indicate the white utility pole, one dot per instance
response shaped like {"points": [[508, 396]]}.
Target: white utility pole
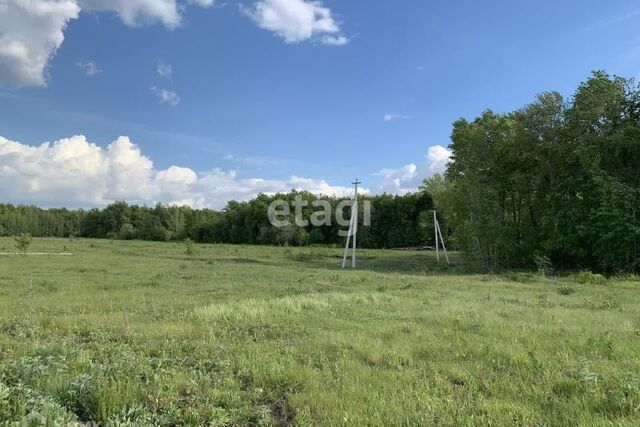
{"points": [[353, 229], [439, 238]]}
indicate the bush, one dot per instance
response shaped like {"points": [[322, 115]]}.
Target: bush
{"points": [[188, 247], [543, 264], [23, 242], [127, 232]]}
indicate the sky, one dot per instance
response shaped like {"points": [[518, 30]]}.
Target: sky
{"points": [[205, 101]]}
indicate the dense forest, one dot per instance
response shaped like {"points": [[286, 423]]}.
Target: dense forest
{"points": [[555, 183], [396, 221]]}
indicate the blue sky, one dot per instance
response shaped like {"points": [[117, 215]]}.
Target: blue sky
{"points": [[247, 101]]}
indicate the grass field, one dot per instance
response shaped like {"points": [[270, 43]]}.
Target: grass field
{"points": [[141, 333]]}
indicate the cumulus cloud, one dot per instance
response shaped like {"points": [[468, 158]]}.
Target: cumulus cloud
{"points": [[75, 172], [166, 96], [398, 181], [389, 117], [31, 31], [298, 20], [90, 68], [438, 157], [164, 70], [408, 178]]}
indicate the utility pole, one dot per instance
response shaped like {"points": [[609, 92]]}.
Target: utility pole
{"points": [[439, 238], [353, 229]]}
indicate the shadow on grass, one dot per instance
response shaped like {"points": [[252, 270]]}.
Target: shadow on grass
{"points": [[412, 263]]}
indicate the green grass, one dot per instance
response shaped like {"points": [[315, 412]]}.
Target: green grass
{"points": [[141, 333]]}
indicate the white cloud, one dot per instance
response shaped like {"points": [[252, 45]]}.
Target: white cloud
{"points": [[164, 70], [76, 172], [398, 181], [90, 68], [166, 96], [408, 178], [298, 20], [438, 158], [31, 31], [389, 117]]}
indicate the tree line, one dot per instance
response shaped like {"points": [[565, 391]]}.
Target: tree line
{"points": [[396, 221], [557, 181]]}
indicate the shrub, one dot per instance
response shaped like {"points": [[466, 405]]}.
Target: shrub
{"points": [[188, 247], [566, 290], [587, 277], [127, 231], [543, 264], [23, 242]]}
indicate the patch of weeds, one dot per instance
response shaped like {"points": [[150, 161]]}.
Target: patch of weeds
{"points": [[566, 290], [101, 400], [47, 285], [30, 368], [604, 305], [587, 277], [150, 284], [520, 277], [182, 275], [20, 405], [622, 400], [544, 301], [600, 346], [19, 328]]}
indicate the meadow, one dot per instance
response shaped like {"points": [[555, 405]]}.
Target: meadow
{"points": [[140, 333]]}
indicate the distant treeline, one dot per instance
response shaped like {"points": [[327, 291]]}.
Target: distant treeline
{"points": [[396, 221], [554, 182]]}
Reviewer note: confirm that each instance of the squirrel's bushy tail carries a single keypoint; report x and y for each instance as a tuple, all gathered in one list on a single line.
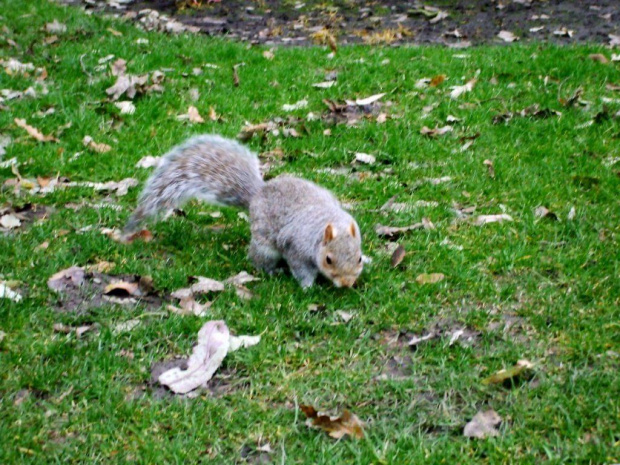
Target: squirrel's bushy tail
[(209, 168)]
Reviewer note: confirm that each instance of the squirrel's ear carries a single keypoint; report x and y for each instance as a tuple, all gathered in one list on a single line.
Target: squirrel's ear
[(352, 230), (330, 233)]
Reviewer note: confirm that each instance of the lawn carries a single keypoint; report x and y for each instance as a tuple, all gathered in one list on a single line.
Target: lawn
[(542, 287)]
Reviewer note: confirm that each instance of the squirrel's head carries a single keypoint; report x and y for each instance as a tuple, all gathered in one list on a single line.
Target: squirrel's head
[(340, 254)]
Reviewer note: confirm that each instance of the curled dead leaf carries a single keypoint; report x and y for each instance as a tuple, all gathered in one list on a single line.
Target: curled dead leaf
[(430, 278), (95, 146), (347, 424), (483, 425), (521, 370), (397, 256)]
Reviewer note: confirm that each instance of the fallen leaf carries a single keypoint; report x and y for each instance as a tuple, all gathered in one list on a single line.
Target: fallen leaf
[(483, 425), (70, 277), (485, 219), (126, 107), (563, 32), (214, 343), (148, 162), (490, 168), (120, 188), (119, 67), (392, 232), (55, 27), (123, 289), (544, 212), (425, 131), (129, 85), (432, 278), (240, 279), (507, 36), (347, 424), (365, 158), (10, 221), (5, 141), (522, 369), (34, 132), (295, 106), (7, 293), (457, 91), (94, 146), (437, 80), (344, 316), (398, 256), (598, 57), (192, 115), (213, 116), (125, 326), (324, 85), (417, 340)]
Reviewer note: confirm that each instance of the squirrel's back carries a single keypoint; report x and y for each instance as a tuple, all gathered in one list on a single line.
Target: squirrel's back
[(209, 168)]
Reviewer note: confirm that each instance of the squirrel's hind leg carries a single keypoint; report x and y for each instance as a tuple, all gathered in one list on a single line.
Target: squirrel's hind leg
[(264, 255)]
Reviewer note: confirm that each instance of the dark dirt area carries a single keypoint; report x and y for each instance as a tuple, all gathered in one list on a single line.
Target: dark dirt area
[(452, 23)]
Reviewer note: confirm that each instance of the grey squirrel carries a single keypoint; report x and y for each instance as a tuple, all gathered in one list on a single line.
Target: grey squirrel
[(290, 218)]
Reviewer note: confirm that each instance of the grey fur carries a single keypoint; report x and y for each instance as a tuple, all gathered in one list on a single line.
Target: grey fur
[(290, 218)]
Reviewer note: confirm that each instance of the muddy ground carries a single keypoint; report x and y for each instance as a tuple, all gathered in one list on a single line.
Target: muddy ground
[(468, 22)]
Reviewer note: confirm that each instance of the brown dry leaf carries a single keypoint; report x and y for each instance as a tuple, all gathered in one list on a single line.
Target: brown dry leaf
[(507, 36), (398, 256), (73, 276), (598, 57), (236, 80), (573, 99), (491, 169), (437, 80), (149, 161), (114, 32), (425, 131), (485, 219), (347, 424), (544, 212), (123, 289), (126, 107), (430, 278), (393, 232), (522, 369), (119, 67), (10, 221), (55, 27), (100, 267), (483, 425), (128, 84), (325, 37), (94, 146), (192, 115), (34, 132), (213, 116)]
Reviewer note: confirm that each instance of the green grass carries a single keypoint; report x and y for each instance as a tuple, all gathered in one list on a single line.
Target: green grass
[(560, 278)]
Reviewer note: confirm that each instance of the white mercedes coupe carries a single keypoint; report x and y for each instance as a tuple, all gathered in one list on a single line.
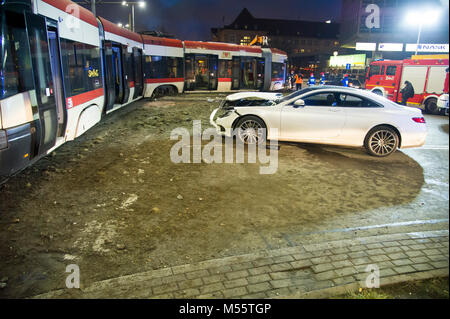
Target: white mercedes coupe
[(324, 115)]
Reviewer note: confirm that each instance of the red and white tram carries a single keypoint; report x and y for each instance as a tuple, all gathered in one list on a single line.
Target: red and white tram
[(62, 69)]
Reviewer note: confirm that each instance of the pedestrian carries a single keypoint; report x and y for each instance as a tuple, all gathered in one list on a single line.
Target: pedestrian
[(345, 80), (407, 92), (298, 81), (312, 80)]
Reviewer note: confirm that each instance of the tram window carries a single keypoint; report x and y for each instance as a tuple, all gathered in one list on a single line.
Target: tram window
[(161, 67), (277, 70), (15, 68), (81, 67), (224, 68)]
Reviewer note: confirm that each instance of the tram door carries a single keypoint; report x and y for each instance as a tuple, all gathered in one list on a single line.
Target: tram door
[(55, 61), (109, 76), (248, 73), (201, 72), (127, 74), (138, 74), (213, 61), (117, 72), (235, 73), (260, 69), (40, 58)]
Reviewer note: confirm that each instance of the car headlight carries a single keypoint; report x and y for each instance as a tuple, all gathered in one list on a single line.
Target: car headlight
[(226, 113)]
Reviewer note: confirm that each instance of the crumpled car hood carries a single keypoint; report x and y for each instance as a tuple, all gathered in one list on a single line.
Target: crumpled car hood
[(261, 95)]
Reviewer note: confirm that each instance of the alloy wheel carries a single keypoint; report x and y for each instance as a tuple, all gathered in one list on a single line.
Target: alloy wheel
[(383, 142)]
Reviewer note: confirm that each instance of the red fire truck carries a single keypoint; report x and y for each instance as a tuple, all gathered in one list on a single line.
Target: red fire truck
[(427, 76)]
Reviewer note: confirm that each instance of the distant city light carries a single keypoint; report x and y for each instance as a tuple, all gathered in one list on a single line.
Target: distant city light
[(427, 16)]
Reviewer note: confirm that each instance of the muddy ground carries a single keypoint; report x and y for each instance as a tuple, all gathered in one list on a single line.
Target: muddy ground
[(113, 202)]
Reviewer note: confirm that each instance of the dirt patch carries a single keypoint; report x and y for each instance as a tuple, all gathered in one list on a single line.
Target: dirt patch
[(113, 202)]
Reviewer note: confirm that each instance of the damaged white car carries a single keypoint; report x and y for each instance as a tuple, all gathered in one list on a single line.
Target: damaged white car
[(322, 114)]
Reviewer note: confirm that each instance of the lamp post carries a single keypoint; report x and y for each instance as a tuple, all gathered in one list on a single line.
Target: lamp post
[(425, 16), (141, 4)]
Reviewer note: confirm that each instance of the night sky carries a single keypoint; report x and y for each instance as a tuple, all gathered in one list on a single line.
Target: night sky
[(193, 19)]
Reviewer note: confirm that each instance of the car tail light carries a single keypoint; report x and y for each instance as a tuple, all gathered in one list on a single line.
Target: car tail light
[(419, 119)]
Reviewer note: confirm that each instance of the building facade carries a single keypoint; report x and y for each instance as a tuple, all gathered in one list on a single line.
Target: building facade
[(308, 44), (386, 22)]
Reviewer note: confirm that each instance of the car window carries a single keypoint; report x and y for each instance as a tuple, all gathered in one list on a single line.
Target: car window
[(320, 99), (295, 94), (348, 100)]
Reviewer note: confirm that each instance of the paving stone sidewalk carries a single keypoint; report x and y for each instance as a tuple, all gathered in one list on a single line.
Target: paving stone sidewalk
[(294, 272)]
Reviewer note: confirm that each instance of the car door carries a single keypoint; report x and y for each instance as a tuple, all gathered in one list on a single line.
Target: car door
[(319, 119), (362, 113)]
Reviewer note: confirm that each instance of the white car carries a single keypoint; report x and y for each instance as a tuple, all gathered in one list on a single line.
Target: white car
[(322, 114)]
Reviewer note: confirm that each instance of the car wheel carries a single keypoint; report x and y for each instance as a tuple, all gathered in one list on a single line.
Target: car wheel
[(431, 107), (251, 130), (381, 141)]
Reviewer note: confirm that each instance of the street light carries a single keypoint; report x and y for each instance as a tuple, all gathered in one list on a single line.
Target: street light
[(427, 16), (141, 4)]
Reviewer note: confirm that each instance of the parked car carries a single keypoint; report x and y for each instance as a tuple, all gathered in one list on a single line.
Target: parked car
[(322, 114)]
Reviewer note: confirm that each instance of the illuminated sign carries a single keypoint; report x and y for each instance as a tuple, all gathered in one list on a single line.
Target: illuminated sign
[(366, 46), (353, 60), (411, 47), (225, 55), (390, 47)]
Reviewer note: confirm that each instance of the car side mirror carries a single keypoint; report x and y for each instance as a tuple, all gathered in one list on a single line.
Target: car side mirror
[(299, 103)]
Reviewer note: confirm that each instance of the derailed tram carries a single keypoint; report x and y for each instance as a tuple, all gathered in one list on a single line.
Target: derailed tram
[(62, 69)]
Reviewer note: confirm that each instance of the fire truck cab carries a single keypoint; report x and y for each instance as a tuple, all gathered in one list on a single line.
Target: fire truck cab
[(427, 76)]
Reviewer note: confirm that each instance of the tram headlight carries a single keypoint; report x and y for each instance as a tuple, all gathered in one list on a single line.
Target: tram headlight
[(3, 140)]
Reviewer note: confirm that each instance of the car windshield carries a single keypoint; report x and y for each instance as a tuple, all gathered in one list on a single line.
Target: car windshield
[(294, 94)]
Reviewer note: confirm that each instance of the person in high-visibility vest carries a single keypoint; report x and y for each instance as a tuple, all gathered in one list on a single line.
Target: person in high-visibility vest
[(312, 80), (298, 81), (345, 80)]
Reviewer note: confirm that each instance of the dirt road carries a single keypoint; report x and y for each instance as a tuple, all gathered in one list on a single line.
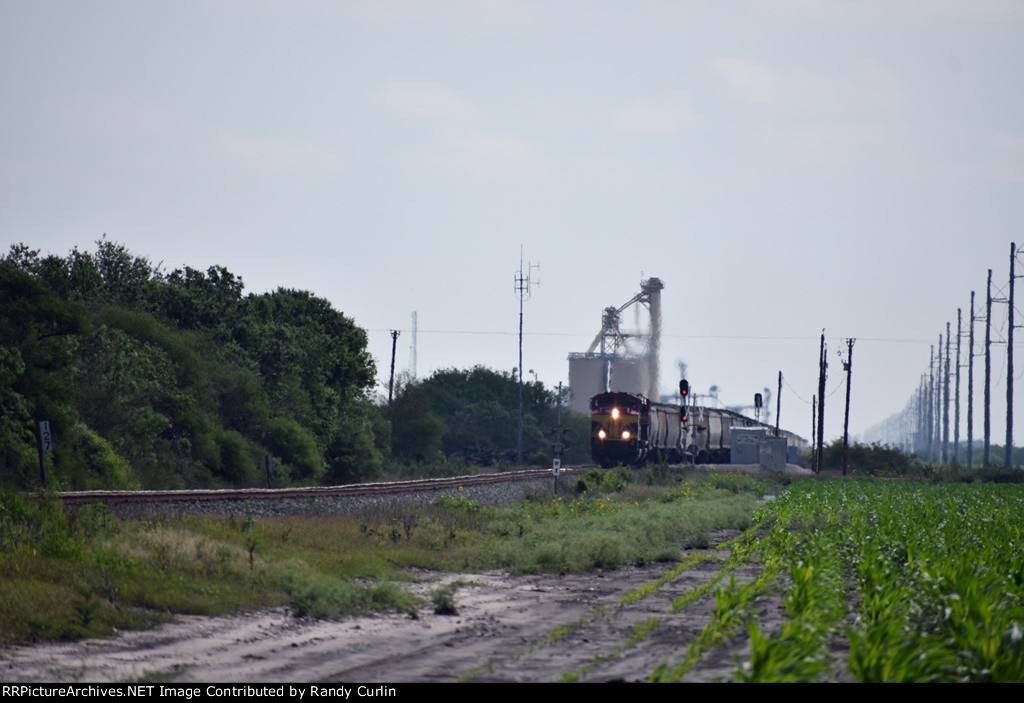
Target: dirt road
[(508, 628)]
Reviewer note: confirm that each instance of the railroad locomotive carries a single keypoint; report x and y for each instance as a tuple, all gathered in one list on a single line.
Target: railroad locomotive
[(629, 429)]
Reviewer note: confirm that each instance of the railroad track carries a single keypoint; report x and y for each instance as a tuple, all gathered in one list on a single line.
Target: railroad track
[(489, 488)]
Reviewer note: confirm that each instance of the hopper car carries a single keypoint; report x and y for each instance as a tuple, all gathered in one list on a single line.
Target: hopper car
[(629, 429)]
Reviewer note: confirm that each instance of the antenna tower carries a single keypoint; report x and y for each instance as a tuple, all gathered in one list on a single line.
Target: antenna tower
[(522, 289)]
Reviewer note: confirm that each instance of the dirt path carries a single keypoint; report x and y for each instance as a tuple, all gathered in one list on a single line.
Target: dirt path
[(508, 628)]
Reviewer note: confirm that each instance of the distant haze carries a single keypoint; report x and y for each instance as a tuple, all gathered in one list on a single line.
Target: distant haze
[(782, 167)]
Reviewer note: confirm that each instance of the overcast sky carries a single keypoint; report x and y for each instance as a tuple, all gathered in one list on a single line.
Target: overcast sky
[(783, 167)]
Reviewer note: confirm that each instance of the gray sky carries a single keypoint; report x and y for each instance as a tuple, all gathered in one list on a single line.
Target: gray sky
[(781, 166)]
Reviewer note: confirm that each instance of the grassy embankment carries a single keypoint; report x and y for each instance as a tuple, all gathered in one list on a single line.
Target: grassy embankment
[(87, 572)]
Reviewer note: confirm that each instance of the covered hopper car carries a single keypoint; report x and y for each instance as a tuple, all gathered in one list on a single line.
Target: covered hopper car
[(629, 429)]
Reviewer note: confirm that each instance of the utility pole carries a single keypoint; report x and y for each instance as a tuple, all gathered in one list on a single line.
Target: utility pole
[(814, 433), (522, 289), (412, 355), (559, 446), (390, 385), (956, 399), (970, 390), (988, 363), (931, 405), (822, 371), (945, 402), (778, 402), (848, 367), (1010, 362)]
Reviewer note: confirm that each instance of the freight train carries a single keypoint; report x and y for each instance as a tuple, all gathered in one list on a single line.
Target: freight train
[(629, 429)]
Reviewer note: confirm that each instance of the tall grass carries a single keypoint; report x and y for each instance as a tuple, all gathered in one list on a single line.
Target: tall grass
[(85, 572)]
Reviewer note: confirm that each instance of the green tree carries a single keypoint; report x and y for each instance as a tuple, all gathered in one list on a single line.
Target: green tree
[(416, 429)]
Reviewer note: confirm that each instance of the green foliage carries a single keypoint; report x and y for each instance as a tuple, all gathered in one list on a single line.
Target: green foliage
[(169, 381), (596, 481), (473, 414), (296, 448), (870, 459), (416, 430)]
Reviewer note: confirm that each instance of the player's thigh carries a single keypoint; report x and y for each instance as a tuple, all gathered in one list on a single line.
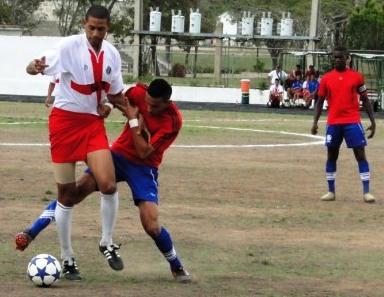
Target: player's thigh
[(354, 135), (101, 165), (149, 216), (334, 136)]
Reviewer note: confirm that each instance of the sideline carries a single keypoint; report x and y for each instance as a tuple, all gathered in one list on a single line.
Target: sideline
[(318, 139)]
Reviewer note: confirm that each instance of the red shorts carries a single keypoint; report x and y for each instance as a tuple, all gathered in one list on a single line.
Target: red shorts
[(73, 135)]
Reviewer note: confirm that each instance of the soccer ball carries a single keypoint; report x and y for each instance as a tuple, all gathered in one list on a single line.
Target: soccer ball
[(43, 270)]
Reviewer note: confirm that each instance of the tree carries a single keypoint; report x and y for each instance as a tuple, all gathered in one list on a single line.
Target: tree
[(71, 12), (20, 13), (365, 26)]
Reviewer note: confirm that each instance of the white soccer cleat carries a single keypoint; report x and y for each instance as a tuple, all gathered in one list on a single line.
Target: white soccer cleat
[(330, 196), (369, 198)]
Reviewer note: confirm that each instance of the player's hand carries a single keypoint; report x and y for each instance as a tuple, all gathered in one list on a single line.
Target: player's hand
[(48, 101), (103, 110), (314, 129), (371, 128), (143, 130), (37, 66), (130, 111)]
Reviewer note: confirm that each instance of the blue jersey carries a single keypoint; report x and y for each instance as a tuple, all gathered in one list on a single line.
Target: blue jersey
[(352, 133), (297, 85)]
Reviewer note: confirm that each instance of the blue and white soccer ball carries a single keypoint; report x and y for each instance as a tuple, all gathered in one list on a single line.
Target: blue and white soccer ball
[(43, 270)]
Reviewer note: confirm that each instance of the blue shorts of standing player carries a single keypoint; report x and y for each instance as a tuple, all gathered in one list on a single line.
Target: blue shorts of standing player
[(352, 133), (142, 180), (354, 137)]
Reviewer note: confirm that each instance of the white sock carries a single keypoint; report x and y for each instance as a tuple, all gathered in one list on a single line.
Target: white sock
[(109, 209), (63, 217)]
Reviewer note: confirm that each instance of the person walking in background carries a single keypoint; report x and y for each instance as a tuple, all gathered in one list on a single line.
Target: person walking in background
[(279, 74), (90, 69), (342, 87), (276, 93), (51, 87)]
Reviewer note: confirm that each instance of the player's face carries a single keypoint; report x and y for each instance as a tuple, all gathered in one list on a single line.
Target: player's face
[(155, 105), (340, 60), (96, 29)]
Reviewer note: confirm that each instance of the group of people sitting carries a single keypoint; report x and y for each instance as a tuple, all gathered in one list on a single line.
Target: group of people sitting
[(299, 92)]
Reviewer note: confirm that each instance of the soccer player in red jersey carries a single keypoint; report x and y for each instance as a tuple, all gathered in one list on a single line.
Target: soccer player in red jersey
[(343, 87), (137, 154), (90, 69)]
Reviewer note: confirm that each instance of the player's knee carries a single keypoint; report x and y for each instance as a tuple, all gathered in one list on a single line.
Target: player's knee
[(152, 228)]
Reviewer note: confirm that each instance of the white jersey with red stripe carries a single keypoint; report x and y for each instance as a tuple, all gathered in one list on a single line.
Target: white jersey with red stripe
[(85, 78)]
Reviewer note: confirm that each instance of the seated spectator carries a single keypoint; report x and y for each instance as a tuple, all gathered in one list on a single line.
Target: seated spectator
[(276, 93), (311, 94), (278, 74), (297, 89), (297, 71)]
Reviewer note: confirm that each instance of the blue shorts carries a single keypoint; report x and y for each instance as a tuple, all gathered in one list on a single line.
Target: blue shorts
[(141, 179), (352, 133)]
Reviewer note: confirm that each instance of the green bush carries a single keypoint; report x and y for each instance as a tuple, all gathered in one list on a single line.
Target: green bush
[(259, 66)]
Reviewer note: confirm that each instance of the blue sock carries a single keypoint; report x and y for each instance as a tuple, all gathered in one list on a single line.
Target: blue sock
[(330, 170), (365, 175), (164, 244), (46, 217)]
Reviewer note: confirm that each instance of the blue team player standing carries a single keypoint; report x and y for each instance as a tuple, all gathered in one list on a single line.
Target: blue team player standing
[(341, 87), (137, 154)]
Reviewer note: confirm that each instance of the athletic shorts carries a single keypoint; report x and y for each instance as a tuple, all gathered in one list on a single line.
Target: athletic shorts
[(141, 179), (352, 133), (73, 135)]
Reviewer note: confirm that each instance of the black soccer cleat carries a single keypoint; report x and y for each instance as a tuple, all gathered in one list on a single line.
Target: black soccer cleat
[(70, 271), (112, 256)]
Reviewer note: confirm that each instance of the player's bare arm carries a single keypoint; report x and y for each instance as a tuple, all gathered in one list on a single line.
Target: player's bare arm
[(105, 109), (368, 108), (318, 110), (36, 66), (143, 147)]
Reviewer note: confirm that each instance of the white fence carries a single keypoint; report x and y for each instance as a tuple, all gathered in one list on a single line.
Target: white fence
[(17, 51)]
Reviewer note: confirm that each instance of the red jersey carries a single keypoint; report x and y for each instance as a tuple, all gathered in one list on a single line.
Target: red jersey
[(163, 128), (341, 89)]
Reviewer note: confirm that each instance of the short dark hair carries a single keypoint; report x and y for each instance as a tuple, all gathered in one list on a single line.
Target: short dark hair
[(342, 49), (99, 12), (160, 88)]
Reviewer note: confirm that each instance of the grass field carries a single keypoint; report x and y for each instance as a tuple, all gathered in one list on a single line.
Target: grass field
[(246, 221)]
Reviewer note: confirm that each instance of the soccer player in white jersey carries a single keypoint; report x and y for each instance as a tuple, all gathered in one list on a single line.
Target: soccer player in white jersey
[(90, 69)]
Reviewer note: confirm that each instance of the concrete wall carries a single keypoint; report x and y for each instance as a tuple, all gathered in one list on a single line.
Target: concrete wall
[(17, 51)]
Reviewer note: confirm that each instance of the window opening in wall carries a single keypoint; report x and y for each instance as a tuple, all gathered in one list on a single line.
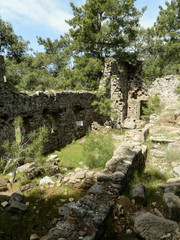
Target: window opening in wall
-----
Task requirements: Search the material for "opening" and copy each matching line.

Answer for this exercise:
Reviewer note: confirm that each instance of the window opening in wall carries a single keypoint; report x and y for each instance as a tuple, all gathered in one list on a single line.
Target: window opening in wall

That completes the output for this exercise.